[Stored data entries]
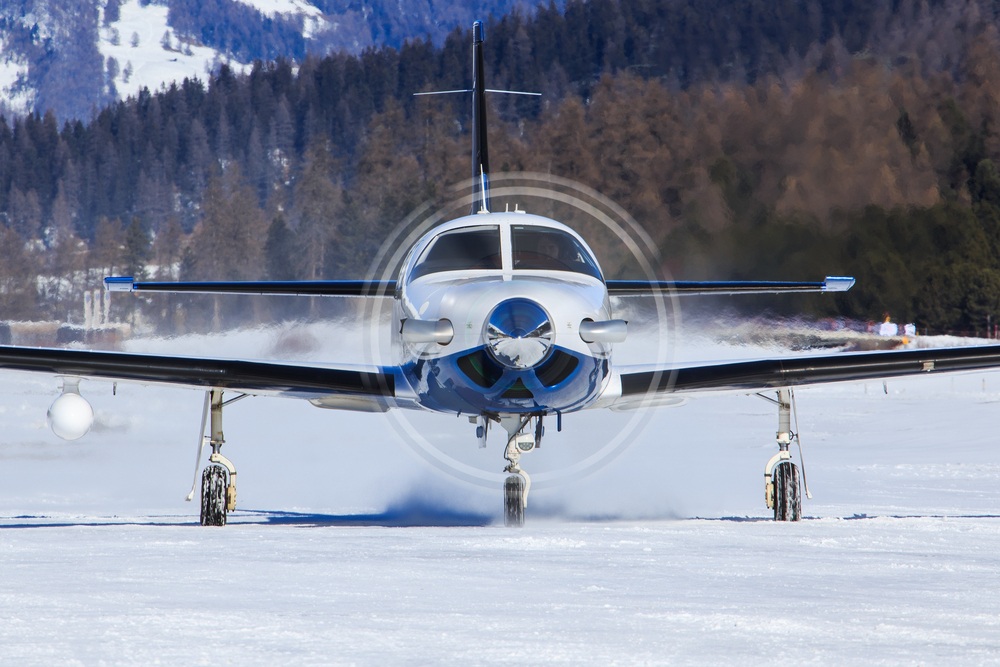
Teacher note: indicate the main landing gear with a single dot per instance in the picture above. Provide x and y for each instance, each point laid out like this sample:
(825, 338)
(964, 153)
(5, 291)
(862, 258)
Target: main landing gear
(218, 480)
(782, 490)
(524, 433)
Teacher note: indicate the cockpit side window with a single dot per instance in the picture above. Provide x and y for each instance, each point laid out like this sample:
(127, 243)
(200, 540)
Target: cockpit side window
(465, 249)
(550, 249)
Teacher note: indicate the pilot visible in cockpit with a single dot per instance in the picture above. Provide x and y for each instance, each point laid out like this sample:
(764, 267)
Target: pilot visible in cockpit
(549, 246)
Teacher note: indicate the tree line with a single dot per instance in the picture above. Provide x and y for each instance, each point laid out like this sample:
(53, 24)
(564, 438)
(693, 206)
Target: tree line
(852, 138)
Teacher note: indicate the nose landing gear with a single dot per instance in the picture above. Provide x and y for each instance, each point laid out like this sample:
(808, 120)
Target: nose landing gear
(781, 476)
(218, 480)
(522, 437)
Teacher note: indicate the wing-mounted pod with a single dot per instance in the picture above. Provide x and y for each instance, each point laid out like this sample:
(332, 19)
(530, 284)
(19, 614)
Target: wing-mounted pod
(70, 416)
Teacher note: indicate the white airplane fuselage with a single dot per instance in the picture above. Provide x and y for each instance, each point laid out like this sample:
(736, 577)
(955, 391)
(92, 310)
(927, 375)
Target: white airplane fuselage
(490, 308)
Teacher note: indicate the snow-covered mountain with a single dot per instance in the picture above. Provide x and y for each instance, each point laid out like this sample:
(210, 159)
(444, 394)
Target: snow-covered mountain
(73, 56)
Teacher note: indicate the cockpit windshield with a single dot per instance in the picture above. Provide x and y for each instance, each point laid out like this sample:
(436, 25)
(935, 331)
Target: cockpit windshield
(550, 249)
(465, 249)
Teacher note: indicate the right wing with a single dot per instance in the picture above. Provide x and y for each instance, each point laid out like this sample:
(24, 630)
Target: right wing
(264, 287)
(723, 287)
(365, 389)
(658, 385)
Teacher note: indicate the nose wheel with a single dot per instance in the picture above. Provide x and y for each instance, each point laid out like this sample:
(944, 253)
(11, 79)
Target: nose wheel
(218, 479)
(523, 435)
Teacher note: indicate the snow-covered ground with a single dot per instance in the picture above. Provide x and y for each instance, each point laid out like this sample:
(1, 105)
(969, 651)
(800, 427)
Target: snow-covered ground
(351, 548)
(149, 54)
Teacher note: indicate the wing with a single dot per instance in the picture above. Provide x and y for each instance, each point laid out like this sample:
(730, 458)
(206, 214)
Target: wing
(366, 389)
(693, 288)
(636, 386)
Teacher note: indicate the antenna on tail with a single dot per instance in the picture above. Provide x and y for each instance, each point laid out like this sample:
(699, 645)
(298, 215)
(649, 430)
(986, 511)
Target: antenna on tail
(480, 151)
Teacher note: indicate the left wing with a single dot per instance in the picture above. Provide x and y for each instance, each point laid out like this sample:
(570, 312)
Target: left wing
(260, 288)
(363, 388)
(637, 385)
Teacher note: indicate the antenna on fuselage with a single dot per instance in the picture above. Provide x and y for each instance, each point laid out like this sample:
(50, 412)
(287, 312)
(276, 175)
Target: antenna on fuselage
(480, 150)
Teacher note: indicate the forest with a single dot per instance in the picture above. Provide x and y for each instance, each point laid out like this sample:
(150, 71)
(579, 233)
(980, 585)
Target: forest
(772, 140)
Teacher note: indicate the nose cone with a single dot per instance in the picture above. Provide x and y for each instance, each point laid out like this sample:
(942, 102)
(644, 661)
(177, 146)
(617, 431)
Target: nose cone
(519, 333)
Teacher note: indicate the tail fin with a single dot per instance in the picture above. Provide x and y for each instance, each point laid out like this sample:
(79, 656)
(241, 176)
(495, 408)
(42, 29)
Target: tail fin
(480, 151)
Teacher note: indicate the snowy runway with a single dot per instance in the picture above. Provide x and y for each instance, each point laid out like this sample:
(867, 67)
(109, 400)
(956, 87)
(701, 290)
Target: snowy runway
(873, 591)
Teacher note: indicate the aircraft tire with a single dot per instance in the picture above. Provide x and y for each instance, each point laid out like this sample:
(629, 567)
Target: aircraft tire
(787, 496)
(214, 481)
(513, 501)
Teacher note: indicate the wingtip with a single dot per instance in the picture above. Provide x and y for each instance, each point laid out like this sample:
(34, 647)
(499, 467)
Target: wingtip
(838, 283)
(119, 284)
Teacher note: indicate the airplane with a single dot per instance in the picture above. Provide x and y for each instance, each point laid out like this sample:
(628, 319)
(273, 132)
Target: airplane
(503, 317)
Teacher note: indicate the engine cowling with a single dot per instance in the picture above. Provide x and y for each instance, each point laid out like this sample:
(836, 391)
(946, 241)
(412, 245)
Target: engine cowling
(70, 416)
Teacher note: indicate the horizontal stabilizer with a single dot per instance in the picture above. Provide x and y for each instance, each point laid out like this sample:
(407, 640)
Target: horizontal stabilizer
(723, 287)
(264, 288)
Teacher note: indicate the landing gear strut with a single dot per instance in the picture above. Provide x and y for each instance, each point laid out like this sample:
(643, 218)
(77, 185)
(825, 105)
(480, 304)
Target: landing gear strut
(218, 480)
(522, 437)
(781, 477)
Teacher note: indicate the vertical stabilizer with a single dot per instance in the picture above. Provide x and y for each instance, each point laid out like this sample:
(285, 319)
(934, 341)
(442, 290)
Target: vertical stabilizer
(480, 153)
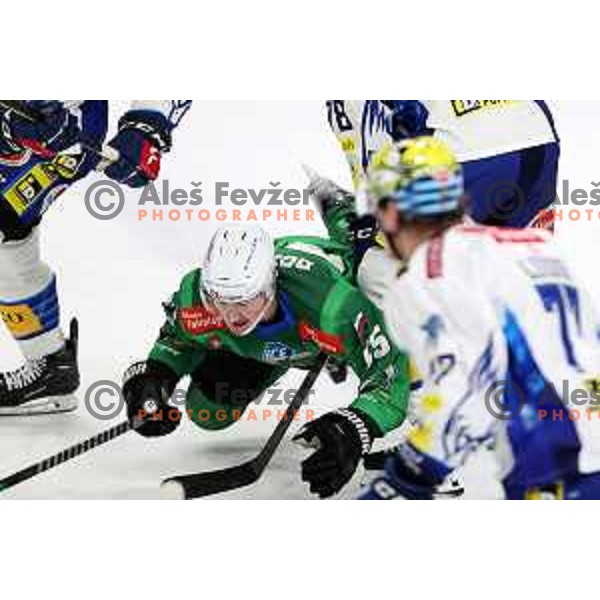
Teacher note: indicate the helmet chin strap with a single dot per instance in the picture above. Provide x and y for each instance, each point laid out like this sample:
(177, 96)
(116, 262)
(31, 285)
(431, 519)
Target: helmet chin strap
(253, 324)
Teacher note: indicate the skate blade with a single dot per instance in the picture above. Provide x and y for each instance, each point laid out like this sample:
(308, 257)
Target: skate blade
(41, 406)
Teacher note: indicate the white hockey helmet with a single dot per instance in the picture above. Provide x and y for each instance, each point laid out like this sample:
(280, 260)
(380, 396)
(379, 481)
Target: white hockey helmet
(239, 266)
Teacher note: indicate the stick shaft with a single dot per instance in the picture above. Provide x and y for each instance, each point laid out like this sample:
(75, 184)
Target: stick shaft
(64, 456)
(208, 483)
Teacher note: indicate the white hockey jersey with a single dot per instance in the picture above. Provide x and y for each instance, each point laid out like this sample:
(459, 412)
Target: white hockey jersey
(508, 344)
(474, 129)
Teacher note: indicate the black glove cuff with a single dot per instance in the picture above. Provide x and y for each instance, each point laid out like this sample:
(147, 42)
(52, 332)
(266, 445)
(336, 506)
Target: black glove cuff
(361, 426)
(152, 124)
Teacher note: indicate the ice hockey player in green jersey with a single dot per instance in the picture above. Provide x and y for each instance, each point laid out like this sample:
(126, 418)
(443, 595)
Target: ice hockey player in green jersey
(254, 310)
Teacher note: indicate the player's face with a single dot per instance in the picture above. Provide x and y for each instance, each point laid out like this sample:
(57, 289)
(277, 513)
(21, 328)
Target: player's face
(242, 317)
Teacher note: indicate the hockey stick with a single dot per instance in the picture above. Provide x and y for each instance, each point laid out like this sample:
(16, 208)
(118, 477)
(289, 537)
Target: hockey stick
(207, 483)
(107, 154)
(64, 456)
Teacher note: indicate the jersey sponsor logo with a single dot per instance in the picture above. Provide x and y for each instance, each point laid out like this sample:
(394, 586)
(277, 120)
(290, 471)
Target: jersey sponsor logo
(289, 261)
(277, 352)
(198, 320)
(435, 263)
(20, 320)
(327, 342)
(16, 160)
(466, 107)
(37, 183)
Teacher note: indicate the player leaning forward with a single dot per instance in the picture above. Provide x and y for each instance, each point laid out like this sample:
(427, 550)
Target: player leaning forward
(500, 328)
(255, 310)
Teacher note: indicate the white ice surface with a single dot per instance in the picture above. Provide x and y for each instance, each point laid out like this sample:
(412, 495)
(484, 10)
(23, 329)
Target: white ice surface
(114, 275)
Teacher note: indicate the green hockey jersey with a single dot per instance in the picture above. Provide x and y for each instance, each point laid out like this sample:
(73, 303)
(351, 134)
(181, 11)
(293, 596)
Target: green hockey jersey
(319, 311)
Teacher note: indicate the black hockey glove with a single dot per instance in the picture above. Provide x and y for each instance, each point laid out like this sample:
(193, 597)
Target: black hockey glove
(56, 129)
(143, 137)
(147, 387)
(341, 438)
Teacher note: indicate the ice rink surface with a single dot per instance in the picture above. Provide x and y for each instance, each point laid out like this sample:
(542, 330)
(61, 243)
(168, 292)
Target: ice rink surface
(113, 275)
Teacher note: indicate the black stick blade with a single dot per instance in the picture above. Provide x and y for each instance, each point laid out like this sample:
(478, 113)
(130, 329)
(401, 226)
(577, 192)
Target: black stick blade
(187, 487)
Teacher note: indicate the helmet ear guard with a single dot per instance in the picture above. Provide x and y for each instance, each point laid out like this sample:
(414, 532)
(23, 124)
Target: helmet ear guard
(421, 176)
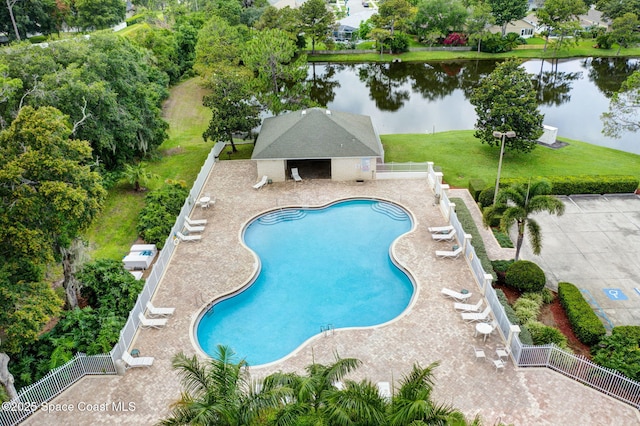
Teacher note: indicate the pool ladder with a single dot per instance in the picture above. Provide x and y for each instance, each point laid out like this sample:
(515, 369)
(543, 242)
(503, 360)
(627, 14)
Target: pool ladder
(326, 329)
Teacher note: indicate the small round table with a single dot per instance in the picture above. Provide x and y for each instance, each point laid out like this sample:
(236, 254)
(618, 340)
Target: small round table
(483, 328)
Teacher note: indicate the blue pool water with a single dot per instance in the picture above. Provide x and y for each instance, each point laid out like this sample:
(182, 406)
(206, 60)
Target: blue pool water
(319, 267)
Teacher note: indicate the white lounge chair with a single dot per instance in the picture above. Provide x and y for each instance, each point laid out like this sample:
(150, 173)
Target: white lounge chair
(159, 312)
(440, 229)
(460, 297)
(475, 316)
(262, 182)
(479, 353)
(449, 254)
(151, 322)
(467, 307)
(195, 222)
(181, 237)
(445, 237)
(190, 228)
(384, 389)
(141, 361)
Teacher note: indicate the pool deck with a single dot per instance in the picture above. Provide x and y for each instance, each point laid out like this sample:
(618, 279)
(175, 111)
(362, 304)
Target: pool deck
(429, 330)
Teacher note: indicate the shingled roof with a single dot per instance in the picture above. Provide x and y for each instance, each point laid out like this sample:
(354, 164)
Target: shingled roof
(316, 133)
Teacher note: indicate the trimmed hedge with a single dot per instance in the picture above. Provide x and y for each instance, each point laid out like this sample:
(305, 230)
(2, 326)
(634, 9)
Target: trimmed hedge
(525, 276)
(584, 322)
(583, 184)
(475, 187)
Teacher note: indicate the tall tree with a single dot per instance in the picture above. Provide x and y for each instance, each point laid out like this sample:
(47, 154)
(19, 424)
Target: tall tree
(624, 31)
(479, 22)
(99, 14)
(624, 108)
(507, 11)
(280, 75)
(393, 14)
(439, 16)
(559, 15)
(506, 101)
(317, 21)
(232, 104)
(46, 172)
(612, 9)
(516, 204)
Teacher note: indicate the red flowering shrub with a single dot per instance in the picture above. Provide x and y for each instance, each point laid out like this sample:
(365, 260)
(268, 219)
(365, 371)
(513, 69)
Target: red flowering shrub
(455, 39)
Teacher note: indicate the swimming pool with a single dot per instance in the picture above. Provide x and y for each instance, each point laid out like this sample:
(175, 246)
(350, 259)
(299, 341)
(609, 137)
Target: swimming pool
(320, 268)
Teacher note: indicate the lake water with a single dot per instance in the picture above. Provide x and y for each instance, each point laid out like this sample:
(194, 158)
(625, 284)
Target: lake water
(434, 96)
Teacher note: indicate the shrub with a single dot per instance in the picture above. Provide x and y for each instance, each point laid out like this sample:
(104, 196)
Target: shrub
(475, 187)
(619, 351)
(485, 198)
(583, 184)
(525, 276)
(455, 39)
(526, 309)
(542, 334)
(584, 322)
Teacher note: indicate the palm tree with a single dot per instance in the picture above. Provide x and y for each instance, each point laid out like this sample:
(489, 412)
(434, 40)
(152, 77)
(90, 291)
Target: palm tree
(217, 392)
(412, 403)
(516, 203)
(311, 399)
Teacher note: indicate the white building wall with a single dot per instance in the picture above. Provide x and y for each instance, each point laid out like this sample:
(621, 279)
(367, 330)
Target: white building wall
(353, 168)
(272, 168)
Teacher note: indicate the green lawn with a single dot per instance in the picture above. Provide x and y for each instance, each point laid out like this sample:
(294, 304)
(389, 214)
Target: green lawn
(462, 157)
(459, 155)
(181, 157)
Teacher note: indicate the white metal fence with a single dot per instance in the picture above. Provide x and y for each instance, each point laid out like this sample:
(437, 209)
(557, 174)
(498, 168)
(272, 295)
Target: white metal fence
(578, 368)
(32, 397)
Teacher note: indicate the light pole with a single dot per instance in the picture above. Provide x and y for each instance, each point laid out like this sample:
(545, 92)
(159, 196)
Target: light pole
(503, 136)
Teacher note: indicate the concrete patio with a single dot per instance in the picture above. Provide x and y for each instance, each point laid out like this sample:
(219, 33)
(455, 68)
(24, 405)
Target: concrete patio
(428, 331)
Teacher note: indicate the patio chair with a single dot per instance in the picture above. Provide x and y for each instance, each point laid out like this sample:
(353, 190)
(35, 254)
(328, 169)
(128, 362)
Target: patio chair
(479, 353)
(189, 238)
(295, 175)
(440, 229)
(445, 237)
(467, 307)
(142, 361)
(262, 182)
(159, 312)
(190, 228)
(475, 317)
(449, 254)
(151, 322)
(499, 364)
(503, 352)
(384, 389)
(460, 297)
(195, 222)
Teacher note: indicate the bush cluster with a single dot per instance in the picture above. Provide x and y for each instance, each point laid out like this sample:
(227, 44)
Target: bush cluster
(159, 214)
(584, 322)
(525, 276)
(620, 351)
(582, 184)
(110, 292)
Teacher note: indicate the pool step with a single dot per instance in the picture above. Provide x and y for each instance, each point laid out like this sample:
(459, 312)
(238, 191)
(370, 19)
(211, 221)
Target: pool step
(394, 212)
(281, 216)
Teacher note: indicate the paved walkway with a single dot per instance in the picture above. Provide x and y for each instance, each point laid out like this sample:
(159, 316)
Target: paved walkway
(428, 331)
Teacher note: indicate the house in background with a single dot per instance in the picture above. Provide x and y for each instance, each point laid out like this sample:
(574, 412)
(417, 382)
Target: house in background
(320, 143)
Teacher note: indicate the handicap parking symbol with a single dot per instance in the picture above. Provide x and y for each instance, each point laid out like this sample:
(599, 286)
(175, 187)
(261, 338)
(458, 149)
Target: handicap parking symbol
(614, 294)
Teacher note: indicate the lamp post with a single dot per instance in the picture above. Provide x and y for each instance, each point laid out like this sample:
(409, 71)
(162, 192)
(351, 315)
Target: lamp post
(503, 136)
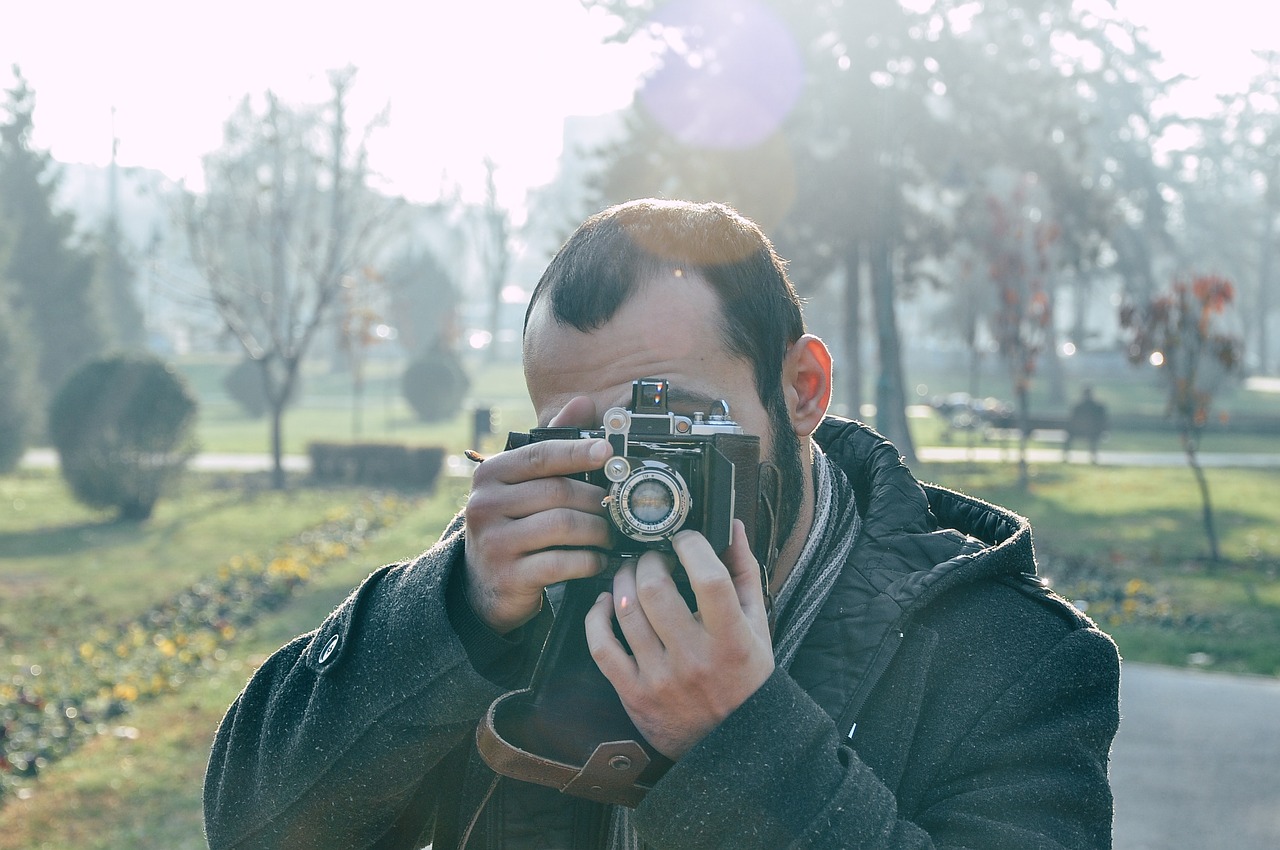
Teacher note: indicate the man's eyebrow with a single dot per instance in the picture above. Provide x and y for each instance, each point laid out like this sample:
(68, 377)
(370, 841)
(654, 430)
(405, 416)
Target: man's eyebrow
(691, 398)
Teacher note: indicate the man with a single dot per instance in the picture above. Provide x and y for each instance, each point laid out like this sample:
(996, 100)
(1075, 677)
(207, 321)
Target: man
(1088, 420)
(920, 686)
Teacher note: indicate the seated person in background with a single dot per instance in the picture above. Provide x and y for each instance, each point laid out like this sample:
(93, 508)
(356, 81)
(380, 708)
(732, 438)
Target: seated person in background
(913, 685)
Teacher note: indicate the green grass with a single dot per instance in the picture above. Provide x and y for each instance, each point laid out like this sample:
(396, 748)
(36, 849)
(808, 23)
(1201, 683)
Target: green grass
(1130, 545)
(1125, 542)
(138, 785)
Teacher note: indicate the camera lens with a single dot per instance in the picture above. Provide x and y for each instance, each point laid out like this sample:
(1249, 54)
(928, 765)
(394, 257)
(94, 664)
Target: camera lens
(652, 502)
(650, 505)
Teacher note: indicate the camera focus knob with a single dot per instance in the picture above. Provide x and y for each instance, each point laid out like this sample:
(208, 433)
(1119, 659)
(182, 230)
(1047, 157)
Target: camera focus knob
(617, 469)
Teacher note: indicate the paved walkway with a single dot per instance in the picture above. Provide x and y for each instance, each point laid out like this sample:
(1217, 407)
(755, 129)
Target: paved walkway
(1197, 762)
(995, 455)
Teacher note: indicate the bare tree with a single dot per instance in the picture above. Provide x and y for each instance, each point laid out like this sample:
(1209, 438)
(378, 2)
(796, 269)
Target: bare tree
(1182, 334)
(284, 220)
(1015, 237)
(494, 248)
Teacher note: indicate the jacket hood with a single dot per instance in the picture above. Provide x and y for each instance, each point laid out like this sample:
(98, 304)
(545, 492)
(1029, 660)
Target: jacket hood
(915, 543)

EXERCISE PROMPT: Starting at the line that contains "Teacher note: indicate the bare", reproduce each line through the end of the records exactly, both ends included.

ANSWER TO THE EXERCISE:
Teacher note: indicate the bare tree with a single dot per instance in the picture above. Provide x and y for each instance, each point laid out like this sample:
(1209, 438)
(378, 2)
(796, 269)
Target: bare tree
(1182, 334)
(284, 220)
(1015, 237)
(494, 248)
Teacher note: indicate the jacket hood with a single dot per instance in the picture above. Provide x and y for each instance, each point laid out like this sample:
(98, 304)
(545, 492)
(1029, 660)
Target: jacket hood
(915, 543)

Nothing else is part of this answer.